→ **Short problem**:
Please format all of the data below as a numbered list, one line per item, and leave out any blank lines.

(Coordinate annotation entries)
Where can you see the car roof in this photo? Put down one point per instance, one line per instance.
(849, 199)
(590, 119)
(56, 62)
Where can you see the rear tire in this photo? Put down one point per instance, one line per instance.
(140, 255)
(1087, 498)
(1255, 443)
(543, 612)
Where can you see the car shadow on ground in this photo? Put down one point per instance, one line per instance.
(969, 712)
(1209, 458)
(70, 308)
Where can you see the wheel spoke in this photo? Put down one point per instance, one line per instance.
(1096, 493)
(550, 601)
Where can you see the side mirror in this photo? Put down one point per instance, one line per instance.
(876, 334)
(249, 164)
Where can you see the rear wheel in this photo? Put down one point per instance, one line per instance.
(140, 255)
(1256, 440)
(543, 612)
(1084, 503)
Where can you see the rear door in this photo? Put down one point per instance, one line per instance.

→ **Written solution**:
1. Where can you see the car roof in this photo? Put down one point per instance, one line per instance.
2. (849, 199)
3. (590, 119)
4. (56, 62)
5. Where can you see the rear tire in this photo? Put down one point per instance, one line per instance.
6. (140, 255)
7. (1087, 498)
8. (1255, 443)
9. (543, 612)
10. Where can you see the car shadow on ground in this photo? Put down one point per instance, one line per instance.
11. (969, 712)
12. (1209, 458)
13. (70, 308)
14. Where can you see the wheel spoke in this photo? Put down one point per instance, one line per instance.
15. (1096, 493)
16. (550, 601)
17. Where can you see the side mirror in this photo? Put down one point per instance, one line per instance.
18. (876, 334)
19. (249, 164)
20. Where can you see the rear wheel in this photo? Put down one point per instance, one line per instance.
21. (140, 255)
22. (1256, 440)
23. (543, 612)
24. (1084, 503)
25. Where can you see the rear door in this photo? Put down one point per instance, one line per instance.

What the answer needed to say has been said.